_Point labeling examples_
• • • • •

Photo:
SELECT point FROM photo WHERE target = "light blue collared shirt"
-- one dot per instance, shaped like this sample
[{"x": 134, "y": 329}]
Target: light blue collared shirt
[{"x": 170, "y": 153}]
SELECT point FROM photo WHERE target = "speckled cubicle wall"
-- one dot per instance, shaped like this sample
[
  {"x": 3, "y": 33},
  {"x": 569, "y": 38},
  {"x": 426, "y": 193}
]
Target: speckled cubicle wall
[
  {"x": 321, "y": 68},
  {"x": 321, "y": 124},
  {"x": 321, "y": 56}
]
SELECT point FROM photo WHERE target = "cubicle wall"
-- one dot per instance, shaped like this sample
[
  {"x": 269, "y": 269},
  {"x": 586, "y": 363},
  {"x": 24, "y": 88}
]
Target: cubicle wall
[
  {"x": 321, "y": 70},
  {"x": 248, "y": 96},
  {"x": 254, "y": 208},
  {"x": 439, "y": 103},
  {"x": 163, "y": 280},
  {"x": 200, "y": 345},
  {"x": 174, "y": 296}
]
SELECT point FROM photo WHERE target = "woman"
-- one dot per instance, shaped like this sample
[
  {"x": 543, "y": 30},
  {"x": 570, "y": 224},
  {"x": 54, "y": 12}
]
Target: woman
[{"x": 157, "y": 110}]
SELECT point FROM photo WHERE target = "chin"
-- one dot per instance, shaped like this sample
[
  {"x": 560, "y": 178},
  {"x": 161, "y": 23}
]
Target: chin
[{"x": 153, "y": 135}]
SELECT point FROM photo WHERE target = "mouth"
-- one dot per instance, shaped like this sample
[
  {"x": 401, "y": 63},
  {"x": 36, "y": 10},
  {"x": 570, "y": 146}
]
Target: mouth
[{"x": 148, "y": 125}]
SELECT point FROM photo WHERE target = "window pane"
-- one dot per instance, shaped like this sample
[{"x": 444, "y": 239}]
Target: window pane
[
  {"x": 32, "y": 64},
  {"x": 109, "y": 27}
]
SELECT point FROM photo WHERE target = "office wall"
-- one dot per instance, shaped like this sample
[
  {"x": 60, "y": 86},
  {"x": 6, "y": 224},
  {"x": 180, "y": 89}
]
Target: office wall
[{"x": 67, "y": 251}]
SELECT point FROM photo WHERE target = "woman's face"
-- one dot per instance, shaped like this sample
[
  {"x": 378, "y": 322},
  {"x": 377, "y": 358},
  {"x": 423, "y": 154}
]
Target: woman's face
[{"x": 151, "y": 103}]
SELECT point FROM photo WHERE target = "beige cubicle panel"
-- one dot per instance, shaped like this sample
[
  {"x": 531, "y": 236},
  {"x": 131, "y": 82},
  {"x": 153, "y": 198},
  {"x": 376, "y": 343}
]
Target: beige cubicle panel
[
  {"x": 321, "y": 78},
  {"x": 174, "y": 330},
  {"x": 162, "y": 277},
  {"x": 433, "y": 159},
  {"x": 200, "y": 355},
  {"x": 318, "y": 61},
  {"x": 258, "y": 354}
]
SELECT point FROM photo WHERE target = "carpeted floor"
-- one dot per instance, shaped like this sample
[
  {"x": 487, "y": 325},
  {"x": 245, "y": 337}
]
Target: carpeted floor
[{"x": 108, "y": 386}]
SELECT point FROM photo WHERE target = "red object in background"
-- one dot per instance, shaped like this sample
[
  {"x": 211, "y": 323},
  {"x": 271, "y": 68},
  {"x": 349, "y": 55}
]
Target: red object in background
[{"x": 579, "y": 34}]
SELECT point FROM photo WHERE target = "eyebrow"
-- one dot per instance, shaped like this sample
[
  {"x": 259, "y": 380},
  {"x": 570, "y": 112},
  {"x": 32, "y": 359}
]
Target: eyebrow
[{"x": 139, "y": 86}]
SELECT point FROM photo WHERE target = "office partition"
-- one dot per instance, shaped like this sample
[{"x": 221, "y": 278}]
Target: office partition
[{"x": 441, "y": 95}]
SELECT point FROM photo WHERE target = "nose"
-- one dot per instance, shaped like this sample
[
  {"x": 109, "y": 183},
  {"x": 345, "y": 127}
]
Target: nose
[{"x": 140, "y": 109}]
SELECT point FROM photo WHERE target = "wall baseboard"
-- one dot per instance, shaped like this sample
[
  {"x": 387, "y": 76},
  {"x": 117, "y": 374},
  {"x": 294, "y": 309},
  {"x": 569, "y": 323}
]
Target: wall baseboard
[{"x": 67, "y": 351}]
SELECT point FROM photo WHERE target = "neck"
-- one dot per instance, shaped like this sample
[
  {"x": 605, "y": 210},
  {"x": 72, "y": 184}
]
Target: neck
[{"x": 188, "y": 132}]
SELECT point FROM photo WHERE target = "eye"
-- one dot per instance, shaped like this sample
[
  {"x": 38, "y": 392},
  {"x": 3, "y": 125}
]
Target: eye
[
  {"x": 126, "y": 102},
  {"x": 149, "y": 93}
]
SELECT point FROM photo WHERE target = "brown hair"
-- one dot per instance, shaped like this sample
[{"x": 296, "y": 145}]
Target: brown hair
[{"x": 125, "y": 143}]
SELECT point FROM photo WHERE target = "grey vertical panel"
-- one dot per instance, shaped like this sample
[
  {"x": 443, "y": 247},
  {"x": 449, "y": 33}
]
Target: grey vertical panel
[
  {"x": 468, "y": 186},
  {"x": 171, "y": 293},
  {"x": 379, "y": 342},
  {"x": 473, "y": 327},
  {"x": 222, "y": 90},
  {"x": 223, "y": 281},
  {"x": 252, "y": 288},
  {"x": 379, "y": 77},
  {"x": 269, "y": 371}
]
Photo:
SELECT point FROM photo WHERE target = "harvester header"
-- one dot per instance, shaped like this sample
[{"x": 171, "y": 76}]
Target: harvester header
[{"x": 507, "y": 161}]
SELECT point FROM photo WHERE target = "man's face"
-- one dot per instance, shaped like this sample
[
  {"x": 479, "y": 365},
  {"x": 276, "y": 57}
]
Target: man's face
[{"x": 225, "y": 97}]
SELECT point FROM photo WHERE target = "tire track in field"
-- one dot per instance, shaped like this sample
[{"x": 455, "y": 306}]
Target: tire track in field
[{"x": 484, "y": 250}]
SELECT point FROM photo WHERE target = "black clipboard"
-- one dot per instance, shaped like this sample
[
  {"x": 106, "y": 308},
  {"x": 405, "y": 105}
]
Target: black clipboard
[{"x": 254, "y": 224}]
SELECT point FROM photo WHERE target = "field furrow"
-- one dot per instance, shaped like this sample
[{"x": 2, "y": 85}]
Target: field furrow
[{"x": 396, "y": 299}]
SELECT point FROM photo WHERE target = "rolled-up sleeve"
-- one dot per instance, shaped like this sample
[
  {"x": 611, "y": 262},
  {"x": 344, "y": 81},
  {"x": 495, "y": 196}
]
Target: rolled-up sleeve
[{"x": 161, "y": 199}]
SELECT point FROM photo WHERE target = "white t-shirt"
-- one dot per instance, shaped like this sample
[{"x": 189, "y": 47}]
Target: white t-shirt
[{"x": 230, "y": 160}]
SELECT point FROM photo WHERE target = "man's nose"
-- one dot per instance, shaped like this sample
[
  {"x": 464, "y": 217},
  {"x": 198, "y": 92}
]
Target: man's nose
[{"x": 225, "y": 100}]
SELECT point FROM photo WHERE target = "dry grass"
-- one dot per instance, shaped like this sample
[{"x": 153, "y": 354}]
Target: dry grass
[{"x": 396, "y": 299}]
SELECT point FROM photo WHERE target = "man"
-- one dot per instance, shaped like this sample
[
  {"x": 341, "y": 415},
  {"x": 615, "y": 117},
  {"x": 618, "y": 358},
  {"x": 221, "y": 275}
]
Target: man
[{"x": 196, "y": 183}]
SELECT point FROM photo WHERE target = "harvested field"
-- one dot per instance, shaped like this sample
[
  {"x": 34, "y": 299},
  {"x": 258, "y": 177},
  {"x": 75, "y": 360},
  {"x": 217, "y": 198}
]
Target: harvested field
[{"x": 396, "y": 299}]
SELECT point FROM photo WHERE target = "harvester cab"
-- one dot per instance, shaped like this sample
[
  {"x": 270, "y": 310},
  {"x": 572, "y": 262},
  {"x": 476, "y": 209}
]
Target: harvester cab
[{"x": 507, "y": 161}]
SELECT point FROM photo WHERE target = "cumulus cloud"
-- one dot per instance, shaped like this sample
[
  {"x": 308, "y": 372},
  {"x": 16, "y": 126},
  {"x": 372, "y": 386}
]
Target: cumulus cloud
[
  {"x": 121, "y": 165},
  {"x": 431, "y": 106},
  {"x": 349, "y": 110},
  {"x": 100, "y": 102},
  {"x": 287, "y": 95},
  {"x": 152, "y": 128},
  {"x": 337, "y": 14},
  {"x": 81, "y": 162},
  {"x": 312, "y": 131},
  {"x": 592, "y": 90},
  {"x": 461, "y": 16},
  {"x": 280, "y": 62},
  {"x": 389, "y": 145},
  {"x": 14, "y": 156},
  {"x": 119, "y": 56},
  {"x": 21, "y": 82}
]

• • • • •

_Exercise task_
Return every line from the entries above that contains the string "light". Treat uppercase and lowercase letters as different.

_Finished answer_
SELECT point FROM photo WHERE target = "light blue collared shirt"
Target: light blue collared shirt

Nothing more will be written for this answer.